(EXCERPTED PASSAGE):
#####

Docs
/
Models
/

On-Demand Inference

On-Demand Inference

By default, devices and models run on independent scan cycles. The model reads whatever value is currently in the cache, which may be anywhere from 0 to scan_rate seconds old.

On-demand inference synchronizes the model's cycle with its devices. Before running inference, Koios requests fresh reads from all input devices and waits for the data. After inference, it triggers immediate writes to all output devices.

The Timing Problem

When device and model scan rates are similar (e.g. both 30s), the model may consistently predict on stale data depending on when each service started:

Device reads:   ┃           ┃           ┃
                t=0         t=30        t=60

Model infers:      ┃           ┃
                   t=12        t=42
                   ▲           ▲
              Data is 12s   Data is 12s old

The offset is unpredictable and can be anywhere from 0 to a full scan cycle.

#####

Records from a point labeling set:
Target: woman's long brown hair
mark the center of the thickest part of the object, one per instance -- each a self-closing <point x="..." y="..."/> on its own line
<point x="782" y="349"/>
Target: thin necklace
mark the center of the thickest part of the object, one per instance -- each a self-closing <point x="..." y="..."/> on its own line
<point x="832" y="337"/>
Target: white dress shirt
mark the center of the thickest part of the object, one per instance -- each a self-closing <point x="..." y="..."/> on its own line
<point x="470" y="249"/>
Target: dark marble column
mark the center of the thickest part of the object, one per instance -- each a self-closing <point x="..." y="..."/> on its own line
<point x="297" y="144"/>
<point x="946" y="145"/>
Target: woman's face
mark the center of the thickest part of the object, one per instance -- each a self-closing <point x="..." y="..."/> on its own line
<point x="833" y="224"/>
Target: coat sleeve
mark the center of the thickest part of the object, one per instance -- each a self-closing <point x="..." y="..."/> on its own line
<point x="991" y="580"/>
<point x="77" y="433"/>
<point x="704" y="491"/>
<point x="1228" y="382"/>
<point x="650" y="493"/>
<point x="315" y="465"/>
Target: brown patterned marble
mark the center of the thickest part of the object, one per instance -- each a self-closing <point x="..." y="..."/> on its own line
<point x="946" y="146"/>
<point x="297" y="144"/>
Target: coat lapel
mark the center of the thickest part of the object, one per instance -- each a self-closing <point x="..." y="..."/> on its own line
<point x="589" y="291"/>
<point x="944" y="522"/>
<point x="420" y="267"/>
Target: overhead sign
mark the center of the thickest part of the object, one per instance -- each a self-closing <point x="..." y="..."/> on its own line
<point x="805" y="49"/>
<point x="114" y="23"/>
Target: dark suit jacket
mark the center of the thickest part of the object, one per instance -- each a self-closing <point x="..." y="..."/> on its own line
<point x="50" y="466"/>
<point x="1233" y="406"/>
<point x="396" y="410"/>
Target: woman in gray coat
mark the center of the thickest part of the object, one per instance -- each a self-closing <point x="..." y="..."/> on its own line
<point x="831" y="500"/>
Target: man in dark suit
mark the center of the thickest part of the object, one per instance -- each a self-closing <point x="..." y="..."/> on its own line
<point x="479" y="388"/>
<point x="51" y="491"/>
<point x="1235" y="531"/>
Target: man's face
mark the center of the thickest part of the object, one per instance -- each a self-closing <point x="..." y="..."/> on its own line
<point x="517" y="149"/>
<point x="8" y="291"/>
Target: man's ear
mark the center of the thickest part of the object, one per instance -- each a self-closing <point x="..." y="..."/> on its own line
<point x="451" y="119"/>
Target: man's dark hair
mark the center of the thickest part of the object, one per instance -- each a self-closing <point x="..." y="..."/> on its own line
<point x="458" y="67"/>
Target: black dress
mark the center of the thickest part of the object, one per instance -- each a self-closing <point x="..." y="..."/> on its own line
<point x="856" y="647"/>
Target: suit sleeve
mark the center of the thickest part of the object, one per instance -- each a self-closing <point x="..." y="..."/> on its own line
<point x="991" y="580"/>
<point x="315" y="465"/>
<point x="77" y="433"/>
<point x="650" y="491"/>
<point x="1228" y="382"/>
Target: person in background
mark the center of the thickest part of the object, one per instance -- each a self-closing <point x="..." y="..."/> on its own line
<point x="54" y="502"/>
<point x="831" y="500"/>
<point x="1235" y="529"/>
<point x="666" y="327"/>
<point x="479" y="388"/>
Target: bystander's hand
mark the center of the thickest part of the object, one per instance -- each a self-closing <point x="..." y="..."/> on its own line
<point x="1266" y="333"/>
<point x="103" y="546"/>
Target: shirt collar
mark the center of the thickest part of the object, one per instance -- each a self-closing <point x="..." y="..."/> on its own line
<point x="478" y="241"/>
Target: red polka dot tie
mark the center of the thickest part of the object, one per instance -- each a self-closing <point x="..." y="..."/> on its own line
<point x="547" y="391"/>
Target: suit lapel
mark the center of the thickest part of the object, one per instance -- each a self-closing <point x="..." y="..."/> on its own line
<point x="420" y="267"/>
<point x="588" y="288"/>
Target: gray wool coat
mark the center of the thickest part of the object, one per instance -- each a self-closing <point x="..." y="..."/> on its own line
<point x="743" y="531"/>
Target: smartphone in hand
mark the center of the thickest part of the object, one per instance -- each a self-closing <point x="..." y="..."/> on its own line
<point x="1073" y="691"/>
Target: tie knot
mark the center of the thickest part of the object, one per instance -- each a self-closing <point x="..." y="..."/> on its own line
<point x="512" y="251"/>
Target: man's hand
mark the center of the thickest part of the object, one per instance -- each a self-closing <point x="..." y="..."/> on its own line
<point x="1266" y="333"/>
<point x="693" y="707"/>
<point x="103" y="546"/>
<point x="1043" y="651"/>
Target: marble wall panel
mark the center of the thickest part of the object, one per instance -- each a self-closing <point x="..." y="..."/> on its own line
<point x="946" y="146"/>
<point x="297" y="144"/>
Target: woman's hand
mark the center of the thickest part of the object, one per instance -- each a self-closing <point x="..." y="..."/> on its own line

#####

(TASK DETAILS):
Answer these questions from the on-demand inference page:
(a) By default, how old can the cached value that the model reads be?
(b) What does Koios trigger after running inference?
(c) In the timing diagram, at which times does the model infer?

(RESULT FOR THIS EXERCISE):
(a) Anywhere from 0 to scan_rate seconds old.
(b) Immediate writes to all output devices.
(c) At t=12 and t=42.